◆ TASK OBJECTIVE: Return, exactly and in full, the lines of the records below starting at the one with "TARGET = spectator crowd" and ending at the one with "TARGET = person in crowd", and no other lines.
=== SOURCE MATERIAL ===
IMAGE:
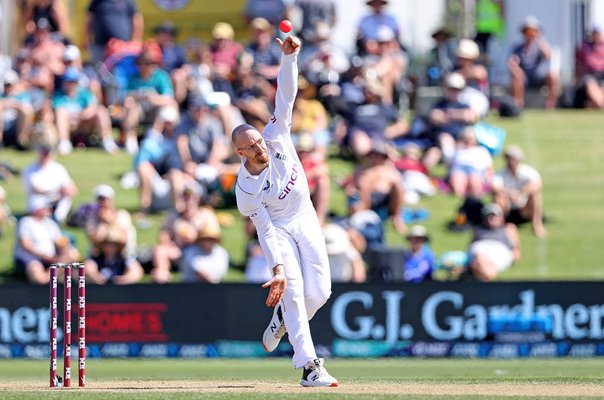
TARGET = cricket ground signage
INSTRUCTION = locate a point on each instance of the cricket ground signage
(433, 319)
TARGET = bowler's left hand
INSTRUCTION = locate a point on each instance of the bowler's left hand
(290, 46)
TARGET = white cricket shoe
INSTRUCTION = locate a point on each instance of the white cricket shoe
(275, 329)
(315, 375)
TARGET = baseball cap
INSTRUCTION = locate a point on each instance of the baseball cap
(455, 81)
(36, 203)
(71, 74)
(223, 30)
(72, 53)
(105, 191)
(168, 114)
(514, 152)
(492, 209)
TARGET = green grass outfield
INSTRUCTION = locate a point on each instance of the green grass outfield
(276, 379)
(567, 146)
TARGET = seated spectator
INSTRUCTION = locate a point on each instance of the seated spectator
(173, 58)
(448, 117)
(317, 174)
(471, 168)
(529, 64)
(265, 52)
(225, 51)
(419, 259)
(476, 91)
(205, 260)
(201, 144)
(53, 11)
(373, 120)
(345, 262)
(416, 177)
(256, 267)
(16, 112)
(110, 264)
(321, 61)
(104, 216)
(77, 110)
(310, 116)
(517, 189)
(590, 70)
(40, 243)
(148, 91)
(378, 187)
(495, 245)
(442, 57)
(158, 164)
(49, 179)
(179, 231)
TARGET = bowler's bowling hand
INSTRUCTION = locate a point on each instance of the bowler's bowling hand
(277, 286)
(290, 46)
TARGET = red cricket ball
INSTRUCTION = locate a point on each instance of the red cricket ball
(285, 26)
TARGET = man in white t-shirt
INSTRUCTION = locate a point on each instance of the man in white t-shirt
(272, 190)
(517, 189)
(49, 179)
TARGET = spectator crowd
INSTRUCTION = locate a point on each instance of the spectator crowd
(173, 108)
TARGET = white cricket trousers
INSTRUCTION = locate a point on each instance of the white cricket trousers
(308, 280)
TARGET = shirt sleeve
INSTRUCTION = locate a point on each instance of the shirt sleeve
(267, 235)
(287, 86)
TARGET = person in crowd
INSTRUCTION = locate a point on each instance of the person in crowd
(46, 50)
(518, 190)
(148, 91)
(345, 261)
(265, 52)
(53, 11)
(321, 61)
(107, 20)
(16, 112)
(370, 24)
(110, 264)
(158, 164)
(205, 260)
(180, 230)
(495, 245)
(289, 231)
(200, 141)
(529, 64)
(448, 117)
(490, 22)
(471, 168)
(476, 91)
(378, 186)
(174, 59)
(373, 120)
(271, 10)
(78, 110)
(420, 262)
(40, 242)
(49, 179)
(442, 57)
(225, 50)
(311, 117)
(112, 236)
(315, 12)
(317, 174)
(590, 69)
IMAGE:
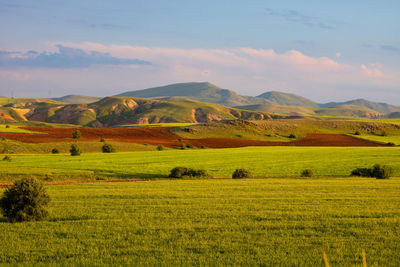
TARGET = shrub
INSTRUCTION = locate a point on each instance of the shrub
(75, 150)
(363, 172)
(107, 148)
(307, 173)
(189, 146)
(241, 173)
(382, 171)
(179, 172)
(76, 134)
(378, 171)
(26, 200)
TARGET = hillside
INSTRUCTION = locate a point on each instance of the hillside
(341, 111)
(203, 91)
(77, 99)
(379, 107)
(287, 99)
(289, 103)
(111, 111)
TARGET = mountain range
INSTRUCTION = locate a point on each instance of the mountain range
(183, 102)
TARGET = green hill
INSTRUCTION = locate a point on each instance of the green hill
(111, 111)
(379, 107)
(202, 91)
(77, 99)
(341, 111)
(286, 99)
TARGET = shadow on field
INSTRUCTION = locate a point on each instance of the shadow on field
(70, 218)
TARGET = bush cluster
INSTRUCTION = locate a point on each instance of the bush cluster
(179, 172)
(107, 148)
(26, 200)
(307, 173)
(378, 171)
(75, 150)
(241, 173)
(76, 134)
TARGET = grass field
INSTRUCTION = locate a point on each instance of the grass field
(264, 222)
(261, 161)
(172, 124)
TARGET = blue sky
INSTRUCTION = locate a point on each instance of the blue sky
(324, 50)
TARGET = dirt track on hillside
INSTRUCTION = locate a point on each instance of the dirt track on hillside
(163, 136)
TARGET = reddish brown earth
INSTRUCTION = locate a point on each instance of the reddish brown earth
(163, 136)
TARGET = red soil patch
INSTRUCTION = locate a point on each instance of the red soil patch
(163, 136)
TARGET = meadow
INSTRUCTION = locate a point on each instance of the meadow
(264, 222)
(261, 161)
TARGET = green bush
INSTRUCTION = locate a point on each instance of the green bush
(241, 173)
(382, 171)
(378, 171)
(189, 146)
(107, 148)
(26, 200)
(307, 173)
(180, 172)
(363, 172)
(76, 134)
(75, 150)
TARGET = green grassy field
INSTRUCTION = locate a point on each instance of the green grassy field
(171, 124)
(261, 161)
(264, 222)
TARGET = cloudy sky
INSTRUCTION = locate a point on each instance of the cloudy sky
(323, 50)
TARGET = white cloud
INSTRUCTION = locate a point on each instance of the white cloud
(246, 70)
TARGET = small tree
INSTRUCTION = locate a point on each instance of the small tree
(76, 134)
(307, 173)
(75, 150)
(26, 200)
(241, 173)
(107, 148)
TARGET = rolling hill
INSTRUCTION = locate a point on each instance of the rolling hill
(286, 99)
(202, 91)
(341, 110)
(290, 103)
(379, 107)
(112, 111)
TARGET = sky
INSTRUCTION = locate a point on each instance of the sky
(323, 50)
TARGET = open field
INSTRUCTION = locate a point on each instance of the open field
(248, 222)
(262, 161)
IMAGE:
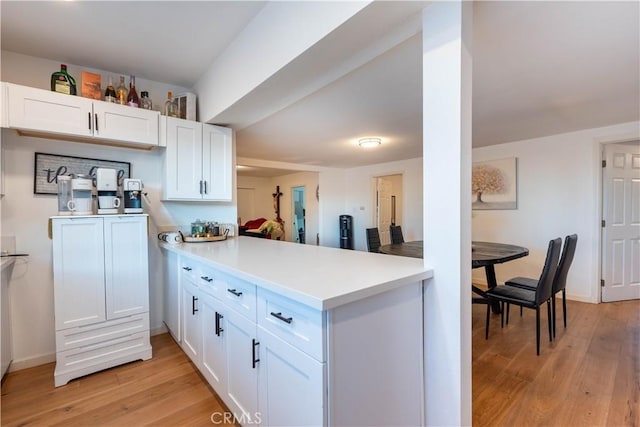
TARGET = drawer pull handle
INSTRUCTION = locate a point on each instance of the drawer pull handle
(218, 328)
(254, 361)
(236, 293)
(281, 317)
(193, 305)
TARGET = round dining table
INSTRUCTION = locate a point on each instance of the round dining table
(483, 254)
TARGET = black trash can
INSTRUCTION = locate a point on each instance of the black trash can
(346, 232)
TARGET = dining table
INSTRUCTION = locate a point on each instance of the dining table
(483, 254)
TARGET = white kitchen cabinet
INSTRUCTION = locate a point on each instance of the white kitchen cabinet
(172, 294)
(191, 322)
(101, 293)
(198, 160)
(43, 112)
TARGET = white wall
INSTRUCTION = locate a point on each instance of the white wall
(25, 215)
(559, 193)
(360, 198)
(266, 186)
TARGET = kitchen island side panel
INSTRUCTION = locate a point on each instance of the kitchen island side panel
(376, 369)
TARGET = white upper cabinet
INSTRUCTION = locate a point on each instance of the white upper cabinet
(45, 112)
(198, 160)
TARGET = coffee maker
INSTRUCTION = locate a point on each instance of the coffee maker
(107, 187)
(132, 189)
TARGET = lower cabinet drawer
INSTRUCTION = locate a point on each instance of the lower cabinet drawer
(299, 325)
(83, 336)
(107, 352)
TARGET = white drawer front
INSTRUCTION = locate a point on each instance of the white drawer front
(297, 324)
(102, 353)
(239, 295)
(104, 331)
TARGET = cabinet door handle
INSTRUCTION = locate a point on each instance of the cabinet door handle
(218, 328)
(281, 317)
(193, 305)
(236, 293)
(254, 361)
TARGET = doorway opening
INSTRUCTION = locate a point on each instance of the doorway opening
(299, 211)
(620, 275)
(388, 205)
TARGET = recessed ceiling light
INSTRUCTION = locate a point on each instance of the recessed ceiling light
(369, 142)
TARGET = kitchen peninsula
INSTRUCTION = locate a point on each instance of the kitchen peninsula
(290, 334)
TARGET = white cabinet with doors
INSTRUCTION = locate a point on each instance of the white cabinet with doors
(43, 112)
(198, 160)
(101, 293)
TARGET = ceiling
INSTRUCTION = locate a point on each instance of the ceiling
(539, 68)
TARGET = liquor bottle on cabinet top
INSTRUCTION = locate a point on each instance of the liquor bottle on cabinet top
(110, 92)
(62, 82)
(145, 101)
(132, 98)
(171, 106)
(121, 92)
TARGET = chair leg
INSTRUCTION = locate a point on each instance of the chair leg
(486, 325)
(553, 308)
(549, 320)
(564, 307)
(538, 330)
===
◆ RESULT OF THIS EXERCISE:
TARGET = spectator crowd
INSTRUCTION = locate a point on each instance of the spectator crowd
(173, 108)
TARGET = white cricket trousers
INSTRUCTION = locate a point on each instance of the white cricket trousers
(308, 280)
TARGET = shirt sleeve
INSTRUCTION = locate a point on each instance of the shirt sleeve
(267, 235)
(287, 86)
TARGET = person in crowd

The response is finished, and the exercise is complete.